State how many lines of the listing below contain the string "query", giving only the number.

----

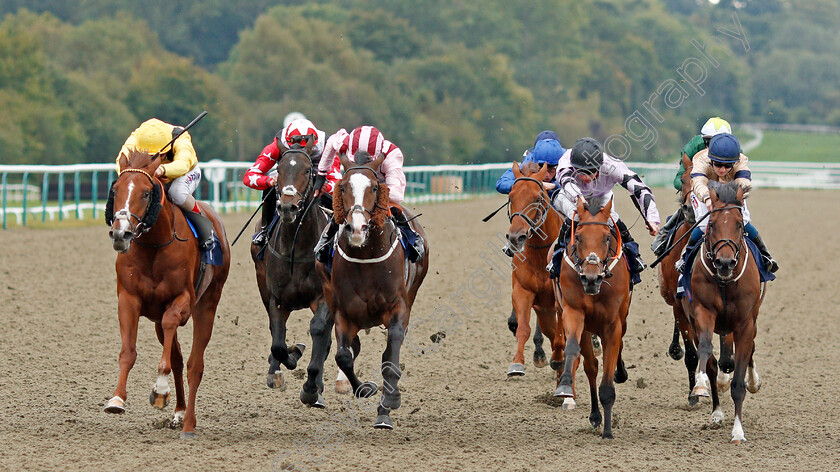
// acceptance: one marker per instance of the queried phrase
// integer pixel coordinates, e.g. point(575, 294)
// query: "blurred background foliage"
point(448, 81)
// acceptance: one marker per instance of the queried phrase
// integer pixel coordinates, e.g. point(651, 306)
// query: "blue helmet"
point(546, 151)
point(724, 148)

----

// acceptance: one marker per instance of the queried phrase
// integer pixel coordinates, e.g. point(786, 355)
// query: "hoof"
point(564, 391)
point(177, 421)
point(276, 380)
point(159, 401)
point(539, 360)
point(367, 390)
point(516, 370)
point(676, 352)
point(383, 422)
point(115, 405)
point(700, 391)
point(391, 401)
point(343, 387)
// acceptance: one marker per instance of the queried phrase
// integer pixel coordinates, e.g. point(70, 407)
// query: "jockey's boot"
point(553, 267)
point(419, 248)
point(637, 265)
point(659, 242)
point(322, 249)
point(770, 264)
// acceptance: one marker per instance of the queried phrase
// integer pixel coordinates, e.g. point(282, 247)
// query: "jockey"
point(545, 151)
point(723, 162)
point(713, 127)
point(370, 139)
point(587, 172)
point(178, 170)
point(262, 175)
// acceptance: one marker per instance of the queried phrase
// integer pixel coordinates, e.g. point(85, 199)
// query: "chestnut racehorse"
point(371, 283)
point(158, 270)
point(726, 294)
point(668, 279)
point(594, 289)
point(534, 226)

----

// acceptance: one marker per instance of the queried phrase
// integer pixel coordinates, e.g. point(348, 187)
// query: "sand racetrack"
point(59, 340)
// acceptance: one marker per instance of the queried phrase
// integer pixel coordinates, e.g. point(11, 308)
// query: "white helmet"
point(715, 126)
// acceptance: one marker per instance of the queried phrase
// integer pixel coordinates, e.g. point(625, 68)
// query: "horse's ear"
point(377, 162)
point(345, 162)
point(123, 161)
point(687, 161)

----

> _EXERCISE RESULT_
9